Repeat each of the lines below word for word, leaving nothing out.

◆ ◆ ◆

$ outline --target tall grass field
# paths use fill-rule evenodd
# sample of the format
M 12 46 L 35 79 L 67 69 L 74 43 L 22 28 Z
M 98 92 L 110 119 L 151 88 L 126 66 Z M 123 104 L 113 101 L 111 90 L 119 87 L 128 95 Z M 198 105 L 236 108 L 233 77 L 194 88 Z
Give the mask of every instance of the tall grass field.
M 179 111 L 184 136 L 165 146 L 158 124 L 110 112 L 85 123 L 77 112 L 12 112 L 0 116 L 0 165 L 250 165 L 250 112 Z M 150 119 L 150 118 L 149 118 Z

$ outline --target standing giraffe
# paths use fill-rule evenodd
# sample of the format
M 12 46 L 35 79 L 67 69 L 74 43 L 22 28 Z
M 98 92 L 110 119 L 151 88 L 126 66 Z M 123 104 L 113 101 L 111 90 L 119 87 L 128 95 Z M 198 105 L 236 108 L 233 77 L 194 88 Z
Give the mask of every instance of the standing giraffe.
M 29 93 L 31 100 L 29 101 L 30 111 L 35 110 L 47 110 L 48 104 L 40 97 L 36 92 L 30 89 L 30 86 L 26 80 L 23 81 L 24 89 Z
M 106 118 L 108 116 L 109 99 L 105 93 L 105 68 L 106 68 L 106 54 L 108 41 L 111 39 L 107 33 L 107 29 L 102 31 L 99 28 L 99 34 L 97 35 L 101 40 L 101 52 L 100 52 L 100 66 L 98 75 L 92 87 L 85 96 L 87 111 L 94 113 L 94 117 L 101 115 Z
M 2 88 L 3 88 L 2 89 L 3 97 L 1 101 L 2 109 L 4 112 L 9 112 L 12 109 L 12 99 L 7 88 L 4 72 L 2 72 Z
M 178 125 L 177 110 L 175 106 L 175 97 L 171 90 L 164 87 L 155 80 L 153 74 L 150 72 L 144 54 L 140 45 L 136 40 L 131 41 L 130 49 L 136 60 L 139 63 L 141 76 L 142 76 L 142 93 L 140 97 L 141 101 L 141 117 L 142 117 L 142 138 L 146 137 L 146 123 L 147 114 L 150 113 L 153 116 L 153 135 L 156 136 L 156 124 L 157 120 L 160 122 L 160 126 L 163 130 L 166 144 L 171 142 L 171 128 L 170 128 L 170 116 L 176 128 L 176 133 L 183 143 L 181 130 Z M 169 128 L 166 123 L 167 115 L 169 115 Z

◆ ◆ ◆

* ANSWER TO THIS EXERCISE
$ outline --target tall grass field
# paths use fill-rule evenodd
# sample of the format
M 12 46 L 35 79 L 67 69 L 74 43 L 22 28 Z
M 98 92 L 110 119 L 151 88 L 126 66 Z M 123 104 L 113 101 L 111 90 L 119 87 L 128 95 Z M 198 105 L 236 108 L 233 77 L 194 88 Z
Give the mask of every instance of the tall grass field.
M 179 111 L 184 136 L 165 146 L 158 124 L 110 112 L 85 123 L 77 112 L 12 112 L 0 116 L 0 165 L 250 165 L 250 112 Z M 150 119 L 150 118 L 149 118 Z

$ outline --target standing giraffe
# paths use fill-rule evenodd
# sample of the format
M 12 46 L 35 79 L 67 69 L 74 43 L 22 28 Z
M 98 92 L 110 119 L 151 88 L 126 66 Z M 123 104 L 113 101 L 111 90 L 119 87 L 128 95 Z M 198 105 L 236 108 L 233 77 L 194 88 Z
Give the mask of every instance of the standing giraffe.
M 29 93 L 31 100 L 29 101 L 30 111 L 35 110 L 47 110 L 48 104 L 40 97 L 36 92 L 30 89 L 30 86 L 26 80 L 23 81 L 24 89 Z
M 106 118 L 108 116 L 109 99 L 105 93 L 105 68 L 106 68 L 106 54 L 108 41 L 111 39 L 107 33 L 107 29 L 102 31 L 99 28 L 99 34 L 97 35 L 101 40 L 101 52 L 100 52 L 100 66 L 98 75 L 92 87 L 85 96 L 87 111 L 94 113 L 94 117 L 101 115 Z
M 2 88 L 3 88 L 2 89 L 3 97 L 1 101 L 2 109 L 4 112 L 9 112 L 12 109 L 12 99 L 7 88 L 4 72 L 2 72 Z
M 178 125 L 177 110 L 175 106 L 175 97 L 171 90 L 164 87 L 155 80 L 153 74 L 150 72 L 144 54 L 140 45 L 136 40 L 131 41 L 130 49 L 136 60 L 139 63 L 141 76 L 142 76 L 142 93 L 140 97 L 141 101 L 141 117 L 142 117 L 142 138 L 146 137 L 146 123 L 147 114 L 150 113 L 153 116 L 153 135 L 156 136 L 156 124 L 157 120 L 160 122 L 160 126 L 163 130 L 166 144 L 171 142 L 171 128 L 170 128 L 170 116 L 176 128 L 176 133 L 183 143 L 181 130 Z M 169 128 L 166 123 L 167 115 L 169 115 Z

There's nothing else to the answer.